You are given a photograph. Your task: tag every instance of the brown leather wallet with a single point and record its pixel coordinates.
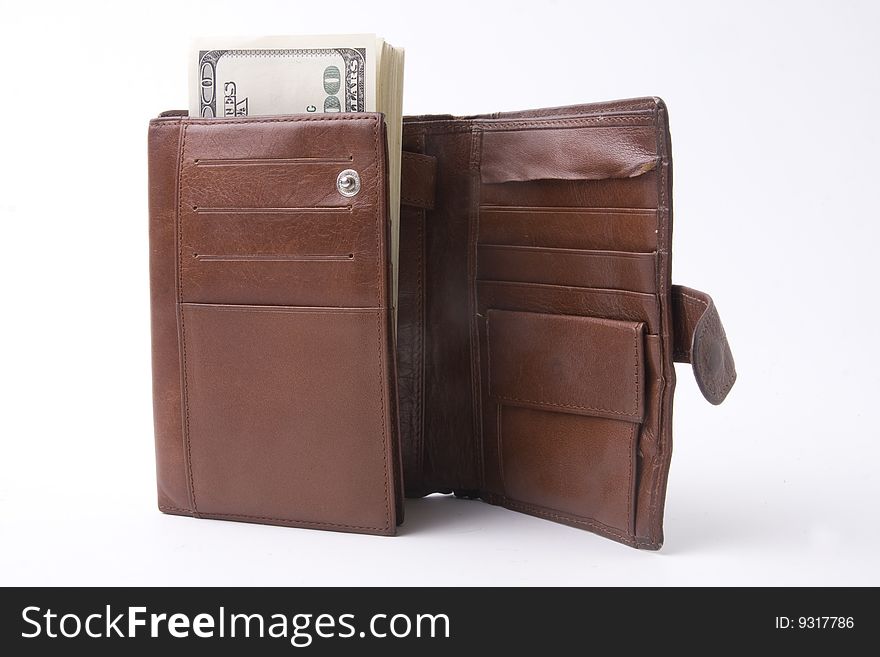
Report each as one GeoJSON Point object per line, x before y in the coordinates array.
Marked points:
{"type": "Point", "coordinates": [536, 333]}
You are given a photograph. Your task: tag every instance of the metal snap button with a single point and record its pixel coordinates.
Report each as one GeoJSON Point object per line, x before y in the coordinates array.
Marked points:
{"type": "Point", "coordinates": [348, 182]}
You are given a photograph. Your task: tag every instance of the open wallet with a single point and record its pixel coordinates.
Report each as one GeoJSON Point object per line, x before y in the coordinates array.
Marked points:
{"type": "Point", "coordinates": [531, 364]}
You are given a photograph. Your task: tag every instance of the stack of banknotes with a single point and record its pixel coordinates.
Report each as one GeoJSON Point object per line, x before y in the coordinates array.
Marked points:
{"type": "Point", "coordinates": [305, 74]}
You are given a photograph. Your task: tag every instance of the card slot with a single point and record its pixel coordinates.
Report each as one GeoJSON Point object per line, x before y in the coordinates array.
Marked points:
{"type": "Point", "coordinates": [575, 267]}
{"type": "Point", "coordinates": [269, 161]}
{"type": "Point", "coordinates": [611, 229]}
{"type": "Point", "coordinates": [330, 209]}
{"type": "Point", "coordinates": [638, 192]}
{"type": "Point", "coordinates": [570, 300]}
{"type": "Point", "coordinates": [538, 209]}
{"type": "Point", "coordinates": [266, 257]}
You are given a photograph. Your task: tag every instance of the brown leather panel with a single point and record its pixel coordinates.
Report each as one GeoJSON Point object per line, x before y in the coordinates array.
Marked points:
{"type": "Point", "coordinates": [537, 322]}
{"type": "Point", "coordinates": [567, 153]}
{"type": "Point", "coordinates": [284, 407]}
{"type": "Point", "coordinates": [262, 221]}
{"type": "Point", "coordinates": [567, 364]}
{"type": "Point", "coordinates": [274, 401]}
{"type": "Point", "coordinates": [164, 148]}
{"type": "Point", "coordinates": [571, 464]}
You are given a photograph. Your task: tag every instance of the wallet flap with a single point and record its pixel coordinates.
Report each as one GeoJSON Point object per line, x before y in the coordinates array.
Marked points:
{"type": "Point", "coordinates": [568, 153]}
{"type": "Point", "coordinates": [272, 341]}
{"type": "Point", "coordinates": [701, 341]}
{"type": "Point", "coordinates": [581, 365]}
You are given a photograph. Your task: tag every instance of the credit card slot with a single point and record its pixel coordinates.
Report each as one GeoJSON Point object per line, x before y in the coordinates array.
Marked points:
{"type": "Point", "coordinates": [570, 300]}
{"type": "Point", "coordinates": [612, 229]}
{"type": "Point", "coordinates": [575, 267]}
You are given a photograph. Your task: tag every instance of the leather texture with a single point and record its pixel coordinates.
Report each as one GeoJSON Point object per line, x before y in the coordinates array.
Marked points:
{"type": "Point", "coordinates": [538, 323]}
{"type": "Point", "coordinates": [273, 359]}
{"type": "Point", "coordinates": [537, 320]}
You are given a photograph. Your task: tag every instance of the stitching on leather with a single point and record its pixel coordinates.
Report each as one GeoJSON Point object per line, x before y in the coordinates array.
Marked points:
{"type": "Point", "coordinates": [629, 414]}
{"type": "Point", "coordinates": [412, 200]}
{"type": "Point", "coordinates": [419, 344]}
{"type": "Point", "coordinates": [631, 476]}
{"type": "Point", "coordinates": [664, 219]}
{"type": "Point", "coordinates": [289, 521]}
{"type": "Point", "coordinates": [186, 427]}
{"type": "Point", "coordinates": [475, 158]}
{"type": "Point", "coordinates": [597, 526]}
{"type": "Point", "coordinates": [298, 119]}
{"type": "Point", "coordinates": [499, 441]}
{"type": "Point", "coordinates": [455, 127]}
{"type": "Point", "coordinates": [380, 229]}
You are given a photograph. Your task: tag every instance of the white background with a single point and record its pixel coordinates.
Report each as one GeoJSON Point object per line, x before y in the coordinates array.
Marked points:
{"type": "Point", "coordinates": [773, 115]}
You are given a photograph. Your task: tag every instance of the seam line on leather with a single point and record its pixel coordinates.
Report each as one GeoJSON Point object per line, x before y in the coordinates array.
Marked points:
{"type": "Point", "coordinates": [180, 314]}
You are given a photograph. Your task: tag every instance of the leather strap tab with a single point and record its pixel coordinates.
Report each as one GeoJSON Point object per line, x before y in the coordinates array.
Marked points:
{"type": "Point", "coordinates": [700, 340]}
{"type": "Point", "coordinates": [417, 177]}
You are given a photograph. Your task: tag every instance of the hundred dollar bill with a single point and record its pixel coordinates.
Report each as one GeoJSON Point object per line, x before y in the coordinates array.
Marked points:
{"type": "Point", "coordinates": [311, 74]}
{"type": "Point", "coordinates": [285, 75]}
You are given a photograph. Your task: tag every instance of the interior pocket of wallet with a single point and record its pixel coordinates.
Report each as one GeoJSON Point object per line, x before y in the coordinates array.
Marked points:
{"type": "Point", "coordinates": [284, 411]}
{"type": "Point", "coordinates": [570, 300]}
{"type": "Point", "coordinates": [575, 267]}
{"type": "Point", "coordinates": [570, 398]}
{"type": "Point", "coordinates": [614, 229]}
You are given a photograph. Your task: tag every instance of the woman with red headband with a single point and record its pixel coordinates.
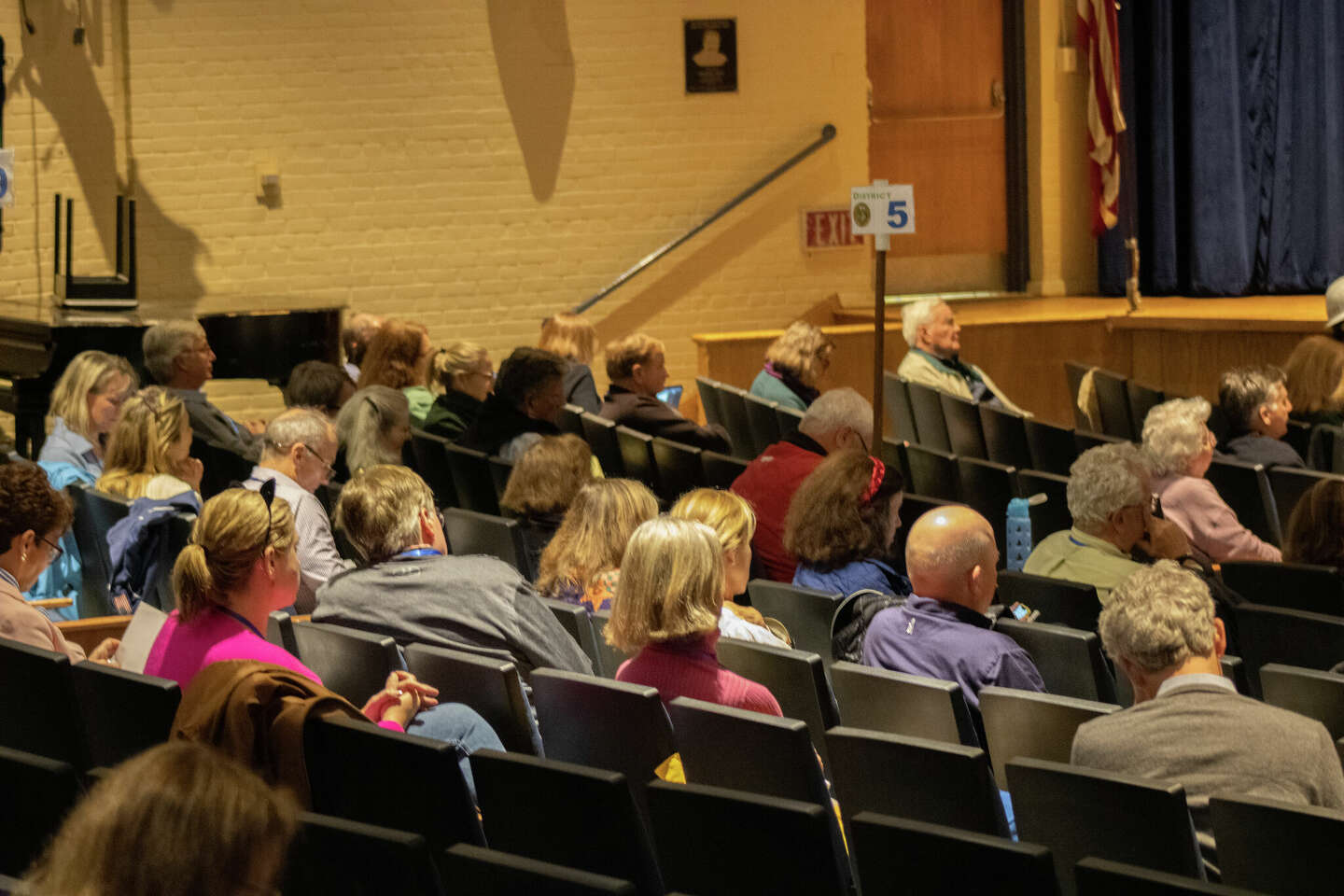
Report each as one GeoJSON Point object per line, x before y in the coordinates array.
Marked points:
{"type": "Point", "coordinates": [840, 525]}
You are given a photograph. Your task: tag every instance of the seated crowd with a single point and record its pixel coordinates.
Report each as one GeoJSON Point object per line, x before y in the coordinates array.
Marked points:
{"type": "Point", "coordinates": [335, 522]}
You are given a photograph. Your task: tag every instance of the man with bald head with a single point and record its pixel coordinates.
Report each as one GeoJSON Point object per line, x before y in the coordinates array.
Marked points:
{"type": "Point", "coordinates": [943, 630]}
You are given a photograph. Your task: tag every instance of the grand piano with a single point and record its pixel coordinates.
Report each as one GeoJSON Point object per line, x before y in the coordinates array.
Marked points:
{"type": "Point", "coordinates": [247, 344]}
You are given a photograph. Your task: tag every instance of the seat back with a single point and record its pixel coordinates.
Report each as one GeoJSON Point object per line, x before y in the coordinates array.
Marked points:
{"type": "Point", "coordinates": [1069, 660]}
{"type": "Point", "coordinates": [921, 856]}
{"type": "Point", "coordinates": [1060, 602]}
{"type": "Point", "coordinates": [1035, 725]}
{"type": "Point", "coordinates": [1277, 847]}
{"type": "Point", "coordinates": [360, 771]}
{"type": "Point", "coordinates": [489, 687]}
{"type": "Point", "coordinates": [121, 712]}
{"type": "Point", "coordinates": [914, 778]}
{"type": "Point", "coordinates": [550, 810]}
{"type": "Point", "coordinates": [699, 857]}
{"type": "Point", "coordinates": [351, 663]}
{"type": "Point", "coordinates": [1082, 812]}
{"type": "Point", "coordinates": [794, 678]}
{"type": "Point", "coordinates": [902, 704]}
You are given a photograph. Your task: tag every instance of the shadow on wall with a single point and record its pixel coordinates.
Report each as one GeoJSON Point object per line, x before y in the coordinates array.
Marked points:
{"type": "Point", "coordinates": [535, 62]}
{"type": "Point", "coordinates": [60, 74]}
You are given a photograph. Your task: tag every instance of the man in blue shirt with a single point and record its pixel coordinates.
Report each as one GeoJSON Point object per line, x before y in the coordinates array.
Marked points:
{"type": "Point", "coordinates": [943, 630]}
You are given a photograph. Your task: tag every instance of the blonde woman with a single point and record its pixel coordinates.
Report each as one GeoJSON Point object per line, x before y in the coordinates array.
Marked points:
{"type": "Point", "coordinates": [793, 364]}
{"type": "Point", "coordinates": [734, 525]}
{"type": "Point", "coordinates": [467, 376]}
{"type": "Point", "coordinates": [666, 614]}
{"type": "Point", "coordinates": [582, 563]}
{"type": "Point", "coordinates": [574, 339]}
{"type": "Point", "coordinates": [86, 404]}
{"type": "Point", "coordinates": [149, 452]}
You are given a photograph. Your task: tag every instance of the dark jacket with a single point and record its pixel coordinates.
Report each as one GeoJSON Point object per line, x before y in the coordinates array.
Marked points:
{"type": "Point", "coordinates": [648, 414]}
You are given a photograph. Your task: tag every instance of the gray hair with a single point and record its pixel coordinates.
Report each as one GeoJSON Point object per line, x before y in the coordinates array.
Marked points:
{"type": "Point", "coordinates": [363, 425]}
{"type": "Point", "coordinates": [1103, 480]}
{"type": "Point", "coordinates": [162, 343]}
{"type": "Point", "coordinates": [1173, 434]}
{"type": "Point", "coordinates": [834, 409]}
{"type": "Point", "coordinates": [297, 426]}
{"type": "Point", "coordinates": [1159, 617]}
{"type": "Point", "coordinates": [914, 315]}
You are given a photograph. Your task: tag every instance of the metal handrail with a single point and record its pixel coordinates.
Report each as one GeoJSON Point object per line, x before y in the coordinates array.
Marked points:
{"type": "Point", "coordinates": [828, 133]}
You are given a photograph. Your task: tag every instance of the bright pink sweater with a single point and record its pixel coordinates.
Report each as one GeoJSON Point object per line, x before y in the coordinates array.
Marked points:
{"type": "Point", "coordinates": [690, 668]}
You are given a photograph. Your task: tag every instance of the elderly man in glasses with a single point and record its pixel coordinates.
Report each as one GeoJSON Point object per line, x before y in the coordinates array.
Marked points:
{"type": "Point", "coordinates": [297, 453]}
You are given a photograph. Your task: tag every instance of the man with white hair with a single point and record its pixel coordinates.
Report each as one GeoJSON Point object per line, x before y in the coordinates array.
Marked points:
{"type": "Point", "coordinates": [1188, 724]}
{"type": "Point", "coordinates": [934, 337]}
{"type": "Point", "coordinates": [299, 450]}
{"type": "Point", "coordinates": [1111, 500]}
{"type": "Point", "coordinates": [836, 419]}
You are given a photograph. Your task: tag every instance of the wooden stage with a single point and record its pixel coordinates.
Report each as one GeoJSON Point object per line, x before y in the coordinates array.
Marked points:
{"type": "Point", "coordinates": [1181, 345]}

Directive | Begin at the line that has "man with white" and continue through the last of the lines above. Reproduce each of those lines in full, multiplying every point coordinate by 1.7 and rounding to the nearest whole number, with halves rounding up.

Exercise answer |
You are given a photograph. Your task: tag every instance of the man with white hair with a single point and record its pixel coordinates.
Report each as one GeoJSON Point object per line, x before y in the coordinates array.
Marked points:
{"type": "Point", "coordinates": [2020, 1231]}
{"type": "Point", "coordinates": [1588, 573]}
{"type": "Point", "coordinates": [508, 765]}
{"type": "Point", "coordinates": [1889, 850]}
{"type": "Point", "coordinates": [1421, 712]}
You are given a photograph. Your task: tag every instance of the wooden stage with a single point and record its pixel coordinates.
Report each as one GeoJSON Point object per line, x before y in the coordinates array.
Marked points:
{"type": "Point", "coordinates": [2008, 587]}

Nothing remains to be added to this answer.